*Work instructions*:
1 - In the Wyoming football excerpt, which defensive tackle was lost for the season with a torn ACL in Week 2?
2 - Reproduce the part of the Wyoming football excerpt that begins at the words "Defensive ends Solomon" and ends after the words "ACL in Week 2.".

That three-week lapse Cryder referred to is when Air Force and Utah State canceled games in Laramie mid-season because of virus concerns, giving Wyoming an unexpected 21-day layoff between games.
Then, there were the opt outs.
No, none of the Cowboys' front five decided to sit out, but some of the guys they face everyday in practice did.
Defensive ends Solomon Byrd and Devon Wells-Ross didn't suit up in 2020 because of concerns with the ongoing pandemic. Neither did interior players Mario Mora and Claude Cole. To make matters even more difficult, Ravontae Holt, arguably the team's most talented defensive tackle, was also lost for the season with a torn ACL in Week 2.
A familiar phrase that often comes out of UW's locker room is "iron sharpens iron."
Well, the Cowboys' latest defensive iron was still being torched and shaped. In other words, youngsters like Jordan Bertagnole, DeVonne Harris, Jaylen Pate, Caleb Robinson, Gavin Meyer, and others, were forced into action.
"I definitely think so," Harris said of that being a factor last season. "We weren't getting the looks that we did."

*Information supplied*:
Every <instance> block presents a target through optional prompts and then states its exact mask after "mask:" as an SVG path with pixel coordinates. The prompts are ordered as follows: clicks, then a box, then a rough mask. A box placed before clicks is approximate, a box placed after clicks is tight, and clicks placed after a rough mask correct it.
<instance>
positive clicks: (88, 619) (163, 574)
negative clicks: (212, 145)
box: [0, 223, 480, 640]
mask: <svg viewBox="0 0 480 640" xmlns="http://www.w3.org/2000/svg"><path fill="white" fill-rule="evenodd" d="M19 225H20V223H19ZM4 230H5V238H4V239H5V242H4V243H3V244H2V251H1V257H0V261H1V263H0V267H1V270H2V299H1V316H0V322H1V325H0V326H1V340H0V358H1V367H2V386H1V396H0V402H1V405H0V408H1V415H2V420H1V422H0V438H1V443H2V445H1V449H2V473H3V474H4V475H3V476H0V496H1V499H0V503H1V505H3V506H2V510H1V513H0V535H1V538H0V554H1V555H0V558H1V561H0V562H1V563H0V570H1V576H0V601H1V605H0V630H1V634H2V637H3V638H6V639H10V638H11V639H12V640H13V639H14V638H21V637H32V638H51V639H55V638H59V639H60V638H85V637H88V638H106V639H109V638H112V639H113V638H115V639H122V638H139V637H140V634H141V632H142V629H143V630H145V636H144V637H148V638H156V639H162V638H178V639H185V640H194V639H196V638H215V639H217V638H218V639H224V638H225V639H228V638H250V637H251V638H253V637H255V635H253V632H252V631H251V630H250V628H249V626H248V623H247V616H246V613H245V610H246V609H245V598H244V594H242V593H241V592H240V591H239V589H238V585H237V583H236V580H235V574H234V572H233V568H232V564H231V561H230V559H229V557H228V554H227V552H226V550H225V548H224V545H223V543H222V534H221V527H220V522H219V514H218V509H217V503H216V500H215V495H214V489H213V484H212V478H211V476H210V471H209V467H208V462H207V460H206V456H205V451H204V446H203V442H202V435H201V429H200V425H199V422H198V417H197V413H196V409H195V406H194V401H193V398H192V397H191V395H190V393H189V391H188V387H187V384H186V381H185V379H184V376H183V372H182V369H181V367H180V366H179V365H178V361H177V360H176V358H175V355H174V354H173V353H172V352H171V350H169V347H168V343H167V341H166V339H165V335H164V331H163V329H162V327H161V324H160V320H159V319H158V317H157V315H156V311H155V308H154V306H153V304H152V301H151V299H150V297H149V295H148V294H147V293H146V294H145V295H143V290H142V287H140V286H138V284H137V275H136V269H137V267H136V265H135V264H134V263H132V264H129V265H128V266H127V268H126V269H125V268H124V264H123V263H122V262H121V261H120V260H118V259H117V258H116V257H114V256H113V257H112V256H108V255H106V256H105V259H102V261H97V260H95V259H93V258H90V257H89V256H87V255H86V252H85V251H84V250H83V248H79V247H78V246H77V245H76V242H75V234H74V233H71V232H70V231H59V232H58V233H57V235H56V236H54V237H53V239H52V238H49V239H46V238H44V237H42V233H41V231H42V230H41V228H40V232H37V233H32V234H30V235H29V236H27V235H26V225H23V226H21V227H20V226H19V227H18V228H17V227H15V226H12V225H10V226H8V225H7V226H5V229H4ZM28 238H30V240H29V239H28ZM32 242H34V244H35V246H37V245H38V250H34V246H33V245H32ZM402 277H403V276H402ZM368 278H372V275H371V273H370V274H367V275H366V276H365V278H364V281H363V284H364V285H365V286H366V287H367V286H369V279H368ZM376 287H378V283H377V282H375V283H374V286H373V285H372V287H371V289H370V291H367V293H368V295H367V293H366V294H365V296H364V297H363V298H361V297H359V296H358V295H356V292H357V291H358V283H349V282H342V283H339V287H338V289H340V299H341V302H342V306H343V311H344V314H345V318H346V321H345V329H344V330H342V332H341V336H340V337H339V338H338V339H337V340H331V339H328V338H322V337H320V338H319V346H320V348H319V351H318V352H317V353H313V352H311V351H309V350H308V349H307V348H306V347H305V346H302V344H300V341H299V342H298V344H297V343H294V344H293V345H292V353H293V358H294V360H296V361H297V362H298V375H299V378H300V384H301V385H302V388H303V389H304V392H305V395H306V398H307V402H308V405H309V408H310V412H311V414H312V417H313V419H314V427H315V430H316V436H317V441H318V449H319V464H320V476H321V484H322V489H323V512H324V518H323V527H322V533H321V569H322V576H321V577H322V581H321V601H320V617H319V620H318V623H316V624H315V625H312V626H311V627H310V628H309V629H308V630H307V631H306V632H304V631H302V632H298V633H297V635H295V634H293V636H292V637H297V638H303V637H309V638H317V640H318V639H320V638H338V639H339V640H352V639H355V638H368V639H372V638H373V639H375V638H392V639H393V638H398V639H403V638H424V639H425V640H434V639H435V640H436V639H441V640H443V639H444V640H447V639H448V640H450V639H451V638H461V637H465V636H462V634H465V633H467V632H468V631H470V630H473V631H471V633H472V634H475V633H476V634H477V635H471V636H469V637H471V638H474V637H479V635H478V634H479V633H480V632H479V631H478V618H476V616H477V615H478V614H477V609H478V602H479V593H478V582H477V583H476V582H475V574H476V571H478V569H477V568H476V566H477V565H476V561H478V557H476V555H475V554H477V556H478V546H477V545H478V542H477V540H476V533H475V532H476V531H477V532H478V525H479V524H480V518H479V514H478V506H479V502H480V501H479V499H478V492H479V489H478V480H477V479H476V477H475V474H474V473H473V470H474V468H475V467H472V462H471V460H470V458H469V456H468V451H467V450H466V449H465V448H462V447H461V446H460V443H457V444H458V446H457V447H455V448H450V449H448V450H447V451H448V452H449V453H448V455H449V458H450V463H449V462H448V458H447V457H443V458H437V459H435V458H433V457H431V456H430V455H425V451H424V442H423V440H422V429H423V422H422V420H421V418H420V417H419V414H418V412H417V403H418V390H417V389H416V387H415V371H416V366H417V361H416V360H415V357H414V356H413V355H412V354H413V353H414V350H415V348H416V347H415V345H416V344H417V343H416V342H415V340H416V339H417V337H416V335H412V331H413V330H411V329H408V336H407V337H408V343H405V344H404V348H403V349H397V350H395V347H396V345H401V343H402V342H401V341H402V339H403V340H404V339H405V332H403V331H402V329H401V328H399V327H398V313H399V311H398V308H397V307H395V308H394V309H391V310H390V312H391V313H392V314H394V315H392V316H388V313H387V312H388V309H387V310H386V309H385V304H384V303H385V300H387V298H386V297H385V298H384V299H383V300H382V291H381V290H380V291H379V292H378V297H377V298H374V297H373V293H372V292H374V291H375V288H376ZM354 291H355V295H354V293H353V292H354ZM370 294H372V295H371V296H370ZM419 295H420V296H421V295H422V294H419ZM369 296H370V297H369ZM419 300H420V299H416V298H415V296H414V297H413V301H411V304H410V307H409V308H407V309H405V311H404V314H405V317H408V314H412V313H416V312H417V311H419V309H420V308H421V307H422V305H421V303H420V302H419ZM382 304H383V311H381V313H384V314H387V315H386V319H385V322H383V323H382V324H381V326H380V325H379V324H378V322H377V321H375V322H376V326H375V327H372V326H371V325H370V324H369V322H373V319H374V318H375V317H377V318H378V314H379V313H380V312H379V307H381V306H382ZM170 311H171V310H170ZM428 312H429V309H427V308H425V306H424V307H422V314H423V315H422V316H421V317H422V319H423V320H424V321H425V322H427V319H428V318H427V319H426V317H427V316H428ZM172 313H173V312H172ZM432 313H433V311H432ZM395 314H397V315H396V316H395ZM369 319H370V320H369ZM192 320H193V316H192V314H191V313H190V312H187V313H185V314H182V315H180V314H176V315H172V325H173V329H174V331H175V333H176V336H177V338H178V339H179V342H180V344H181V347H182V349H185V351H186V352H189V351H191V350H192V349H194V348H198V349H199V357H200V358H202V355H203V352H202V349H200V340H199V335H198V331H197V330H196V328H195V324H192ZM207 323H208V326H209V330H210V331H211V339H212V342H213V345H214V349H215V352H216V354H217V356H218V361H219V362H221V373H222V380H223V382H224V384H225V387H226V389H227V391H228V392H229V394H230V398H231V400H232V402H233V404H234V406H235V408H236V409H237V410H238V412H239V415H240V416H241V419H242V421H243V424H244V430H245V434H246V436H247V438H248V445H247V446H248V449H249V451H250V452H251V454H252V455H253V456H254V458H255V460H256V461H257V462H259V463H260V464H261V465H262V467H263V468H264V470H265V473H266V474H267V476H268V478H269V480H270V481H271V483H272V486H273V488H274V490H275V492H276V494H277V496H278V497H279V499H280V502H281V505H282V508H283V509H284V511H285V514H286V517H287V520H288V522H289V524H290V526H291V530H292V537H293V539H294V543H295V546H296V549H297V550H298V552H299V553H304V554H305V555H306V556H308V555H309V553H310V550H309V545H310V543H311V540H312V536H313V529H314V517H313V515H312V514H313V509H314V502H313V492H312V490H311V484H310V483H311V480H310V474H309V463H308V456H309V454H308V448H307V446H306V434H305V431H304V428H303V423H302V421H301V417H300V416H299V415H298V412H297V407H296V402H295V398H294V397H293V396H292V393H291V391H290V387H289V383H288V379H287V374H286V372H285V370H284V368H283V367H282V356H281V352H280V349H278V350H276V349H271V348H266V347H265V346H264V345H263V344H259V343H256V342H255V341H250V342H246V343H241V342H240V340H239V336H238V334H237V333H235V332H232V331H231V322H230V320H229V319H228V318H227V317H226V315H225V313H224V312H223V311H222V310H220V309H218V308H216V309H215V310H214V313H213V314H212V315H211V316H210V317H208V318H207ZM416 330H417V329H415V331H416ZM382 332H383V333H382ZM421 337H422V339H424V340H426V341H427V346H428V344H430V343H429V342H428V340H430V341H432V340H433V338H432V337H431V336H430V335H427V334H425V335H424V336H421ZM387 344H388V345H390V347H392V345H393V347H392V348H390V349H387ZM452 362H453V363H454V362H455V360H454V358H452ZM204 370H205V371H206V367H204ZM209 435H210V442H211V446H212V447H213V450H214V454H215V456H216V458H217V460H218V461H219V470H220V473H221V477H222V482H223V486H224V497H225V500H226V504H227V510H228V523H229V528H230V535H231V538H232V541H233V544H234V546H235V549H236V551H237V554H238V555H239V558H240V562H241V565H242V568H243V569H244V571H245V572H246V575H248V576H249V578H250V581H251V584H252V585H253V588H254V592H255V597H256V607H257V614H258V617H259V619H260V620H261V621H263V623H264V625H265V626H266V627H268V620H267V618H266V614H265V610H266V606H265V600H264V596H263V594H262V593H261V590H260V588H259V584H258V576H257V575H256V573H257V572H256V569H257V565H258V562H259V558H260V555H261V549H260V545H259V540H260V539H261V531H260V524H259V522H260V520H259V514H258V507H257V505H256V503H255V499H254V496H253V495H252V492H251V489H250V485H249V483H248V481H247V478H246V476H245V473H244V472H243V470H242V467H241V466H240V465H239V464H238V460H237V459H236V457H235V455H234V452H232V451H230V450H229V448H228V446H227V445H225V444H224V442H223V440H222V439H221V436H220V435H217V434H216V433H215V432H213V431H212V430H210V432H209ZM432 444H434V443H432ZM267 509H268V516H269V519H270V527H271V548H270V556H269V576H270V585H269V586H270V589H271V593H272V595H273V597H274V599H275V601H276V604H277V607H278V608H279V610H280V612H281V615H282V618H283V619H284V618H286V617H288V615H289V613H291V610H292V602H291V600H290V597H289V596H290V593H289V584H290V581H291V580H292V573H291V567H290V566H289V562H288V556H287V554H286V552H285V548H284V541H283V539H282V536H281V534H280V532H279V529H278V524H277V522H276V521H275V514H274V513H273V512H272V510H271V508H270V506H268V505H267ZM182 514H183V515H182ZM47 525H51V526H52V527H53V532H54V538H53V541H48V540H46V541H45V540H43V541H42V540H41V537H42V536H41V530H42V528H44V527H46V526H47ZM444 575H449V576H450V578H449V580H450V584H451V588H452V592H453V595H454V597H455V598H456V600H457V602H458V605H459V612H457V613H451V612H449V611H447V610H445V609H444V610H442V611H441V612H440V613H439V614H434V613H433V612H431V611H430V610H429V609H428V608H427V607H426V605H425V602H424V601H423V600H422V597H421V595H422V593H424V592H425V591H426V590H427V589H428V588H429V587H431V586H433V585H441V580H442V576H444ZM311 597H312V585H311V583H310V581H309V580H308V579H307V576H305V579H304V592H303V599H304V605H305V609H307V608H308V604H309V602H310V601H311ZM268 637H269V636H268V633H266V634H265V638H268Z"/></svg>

*Responses to the tasks*:
1 - Ravontae Holt

2 -
Defensive ends Solomon Byrd and Devon Wells-Ross didn't suit up in 2020 because of concerns with the ongoing pandemic. Neither did interior players Mario Mora and Claude Cole. To make matters even more difficult, Ravontae Holt, arguably the team's most talented defensive tackle, was also lost for the season with a torn ACL in Week 2.